* Supplied data
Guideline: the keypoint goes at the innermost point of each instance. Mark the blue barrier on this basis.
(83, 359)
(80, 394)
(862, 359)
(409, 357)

...

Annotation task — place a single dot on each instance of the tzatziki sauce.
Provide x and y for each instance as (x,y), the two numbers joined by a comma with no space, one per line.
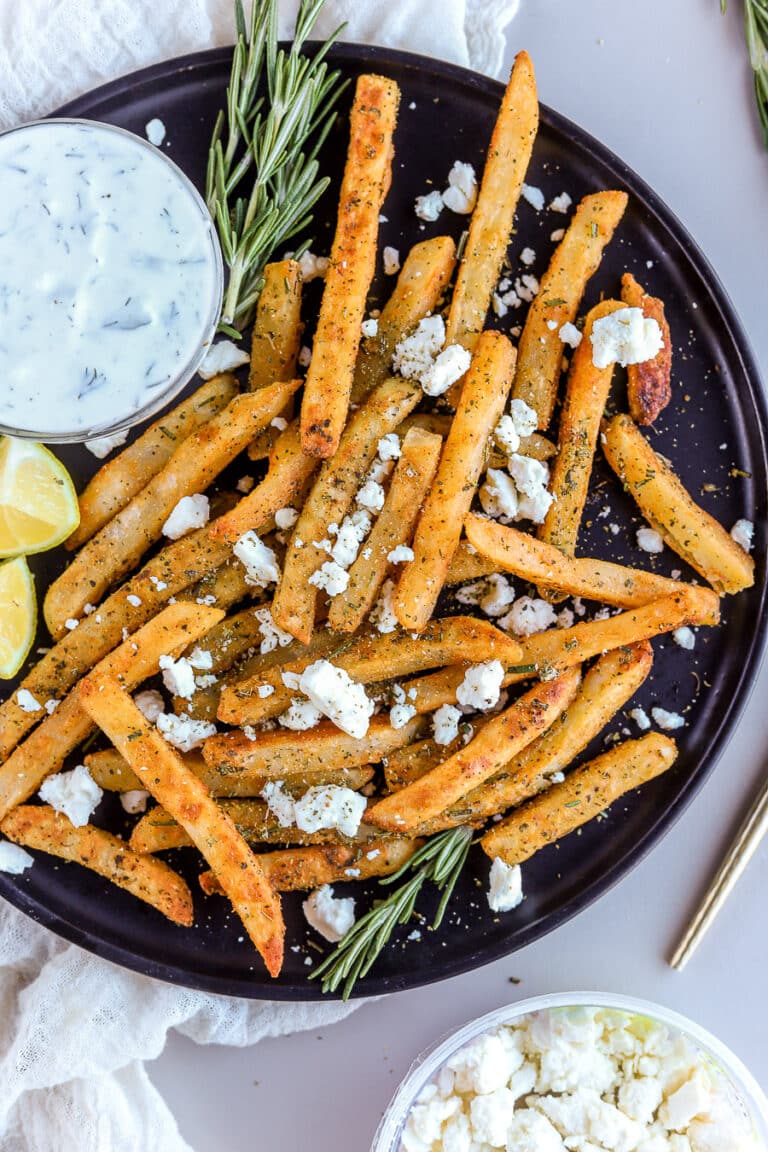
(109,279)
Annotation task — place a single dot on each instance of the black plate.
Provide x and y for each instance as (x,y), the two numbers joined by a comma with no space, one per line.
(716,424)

* The task
Your reply should be one number: the count of lines above that hold the word "single".

* Answer below
2